Source excerpt »

┌──

212.      In considering whether there are fewer than 500 people residing in a specified area, proposed subsections 9A(4) and 21A(4) require that the Minister have regard to the latest resident population statistics published by the Australian Statistician.

 

213.      An area will be an underserviced area if the specified area does not have coverage of one or more of the commercial television or national television services that are generally provided in the licence area (or corresponding ABC or SBS coverage area) in analog mode or digital mode.

 

214.      The concept of an analog underserviced area is intended to cater for the situation where the applicant seeking the exemption is either the only broadcaster or one of a few commercial and/or national television broadcasters operating in the area on their own account (with the rest made up of analog re-transmission services, if at all).

 

215.      For example, in some remote and regional transmission sites, the ABC is the only free-to-air television service that is provided terrestrially to viewers in the local area. Even if the ABC converted its service at these sites to digital, there would still be a ‘deficit’ of terrestrial digital television services available in the local area and viewers would need to access the satellite services provided by a section 38C licensee in order to access the digital television services of all national and commercial broadcasters. In such a circumstance, the ABC may apply to the Minister for an exemption from its obligation to convert its analog service to digital. The Minister may consider granting an exemption if satisfied that viewers in the area concerned can, or will be able to, access all commercial and national television services in another way (such as by satellite).

└──

Excerpts from a detection dataset »

┌──

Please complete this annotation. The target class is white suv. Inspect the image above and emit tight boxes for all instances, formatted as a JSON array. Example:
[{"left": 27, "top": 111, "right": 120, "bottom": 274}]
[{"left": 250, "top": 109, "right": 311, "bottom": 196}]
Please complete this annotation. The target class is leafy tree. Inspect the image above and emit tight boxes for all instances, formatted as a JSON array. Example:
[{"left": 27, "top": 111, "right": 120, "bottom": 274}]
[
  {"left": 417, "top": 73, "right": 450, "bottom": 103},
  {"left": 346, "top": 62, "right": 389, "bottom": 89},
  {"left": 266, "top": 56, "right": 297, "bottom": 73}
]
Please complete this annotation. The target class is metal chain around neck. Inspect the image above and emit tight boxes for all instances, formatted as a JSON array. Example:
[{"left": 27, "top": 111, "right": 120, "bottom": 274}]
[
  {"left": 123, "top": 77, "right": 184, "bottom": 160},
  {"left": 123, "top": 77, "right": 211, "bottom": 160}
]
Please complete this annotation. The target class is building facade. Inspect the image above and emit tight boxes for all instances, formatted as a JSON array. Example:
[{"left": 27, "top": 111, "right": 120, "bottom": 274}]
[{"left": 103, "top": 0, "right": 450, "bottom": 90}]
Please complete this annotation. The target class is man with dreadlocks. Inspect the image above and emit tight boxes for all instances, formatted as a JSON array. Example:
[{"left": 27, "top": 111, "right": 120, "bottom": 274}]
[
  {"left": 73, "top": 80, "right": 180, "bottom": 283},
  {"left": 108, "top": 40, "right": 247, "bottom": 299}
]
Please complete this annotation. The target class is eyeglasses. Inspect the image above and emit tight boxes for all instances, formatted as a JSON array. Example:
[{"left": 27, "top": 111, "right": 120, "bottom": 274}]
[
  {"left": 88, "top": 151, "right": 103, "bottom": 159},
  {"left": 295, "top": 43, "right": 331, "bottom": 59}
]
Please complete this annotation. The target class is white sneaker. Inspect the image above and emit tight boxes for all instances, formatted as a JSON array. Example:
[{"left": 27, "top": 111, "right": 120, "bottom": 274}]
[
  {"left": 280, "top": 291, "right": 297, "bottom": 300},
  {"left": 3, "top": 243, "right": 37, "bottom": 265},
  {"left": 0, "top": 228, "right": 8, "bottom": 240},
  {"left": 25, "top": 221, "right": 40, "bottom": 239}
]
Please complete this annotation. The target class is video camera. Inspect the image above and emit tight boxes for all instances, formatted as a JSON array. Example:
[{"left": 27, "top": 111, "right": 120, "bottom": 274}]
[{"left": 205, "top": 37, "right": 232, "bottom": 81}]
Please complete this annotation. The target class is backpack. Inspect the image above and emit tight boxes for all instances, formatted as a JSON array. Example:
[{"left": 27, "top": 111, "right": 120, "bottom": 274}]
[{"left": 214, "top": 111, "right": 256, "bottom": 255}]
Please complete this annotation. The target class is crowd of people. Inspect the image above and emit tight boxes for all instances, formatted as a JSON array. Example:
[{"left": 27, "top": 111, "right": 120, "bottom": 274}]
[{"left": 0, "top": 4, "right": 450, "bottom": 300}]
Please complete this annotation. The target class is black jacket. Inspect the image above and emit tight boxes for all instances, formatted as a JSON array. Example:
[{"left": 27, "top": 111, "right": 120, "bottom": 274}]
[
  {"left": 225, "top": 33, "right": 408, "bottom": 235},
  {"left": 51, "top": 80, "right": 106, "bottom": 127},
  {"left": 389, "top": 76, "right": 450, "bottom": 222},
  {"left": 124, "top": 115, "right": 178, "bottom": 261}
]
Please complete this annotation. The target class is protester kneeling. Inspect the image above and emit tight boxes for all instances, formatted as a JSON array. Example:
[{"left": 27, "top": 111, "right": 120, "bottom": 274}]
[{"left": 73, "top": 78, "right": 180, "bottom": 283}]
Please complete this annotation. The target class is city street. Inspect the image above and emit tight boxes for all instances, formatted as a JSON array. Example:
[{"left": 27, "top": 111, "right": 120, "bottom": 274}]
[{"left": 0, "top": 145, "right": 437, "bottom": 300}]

└──

Task directions » List every legislative provision that the excerpt on underserviced television areas cites by number.

The answer » Subsection 9A(4), subsection 21A(4), section 38C